Start of DATA SECTION
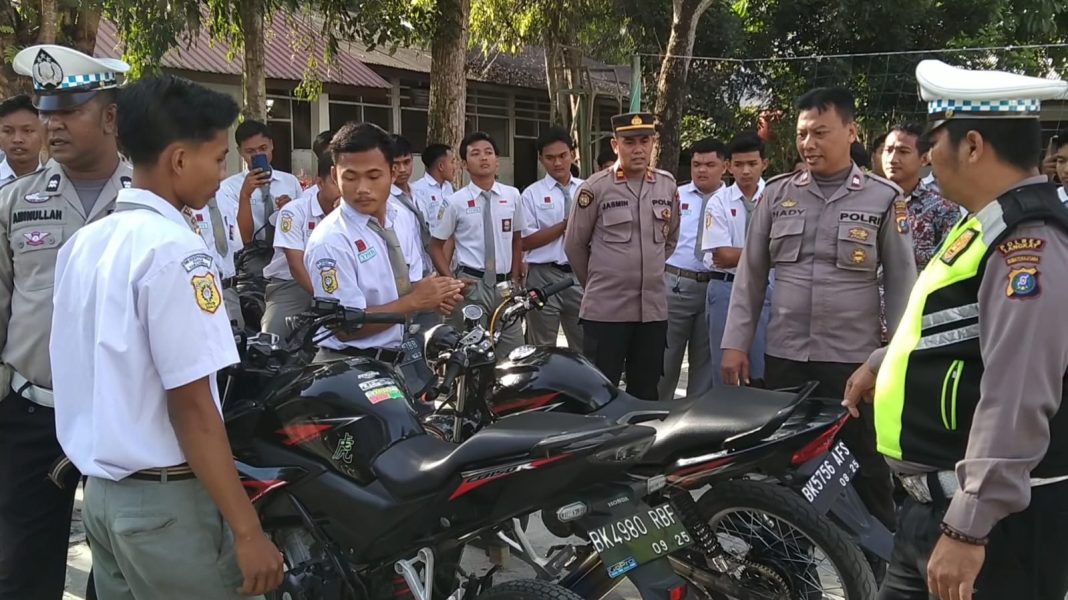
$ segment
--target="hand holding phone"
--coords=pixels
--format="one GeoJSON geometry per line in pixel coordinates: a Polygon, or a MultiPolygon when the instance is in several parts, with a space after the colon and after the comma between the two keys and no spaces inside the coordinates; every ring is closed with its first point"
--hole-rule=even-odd
{"type": "Polygon", "coordinates": [[[271,161],[267,160],[266,154],[253,154],[249,167],[252,169],[259,169],[267,175],[271,174],[271,161]]]}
End of DATA SECTION
_WHAT YOU WILL DO_
The listing must be repeated word for word, and none of its pictures may appear in the copy.

_RESPONSE BELOW_
$ segment
--target="hand holding phone"
--coords=pixels
--format="one GeoJSON geometry per line in pixel coordinates: a Polygon, or a MultiPolygon when the instance is in several parts, with a space after the colon and after the comma between the two keys and no spaces inside the coordinates; every ring is closed with its first point"
--hole-rule=even-odd
{"type": "Polygon", "coordinates": [[[271,161],[267,160],[266,154],[253,154],[249,167],[252,169],[259,169],[267,175],[271,174],[271,161]]]}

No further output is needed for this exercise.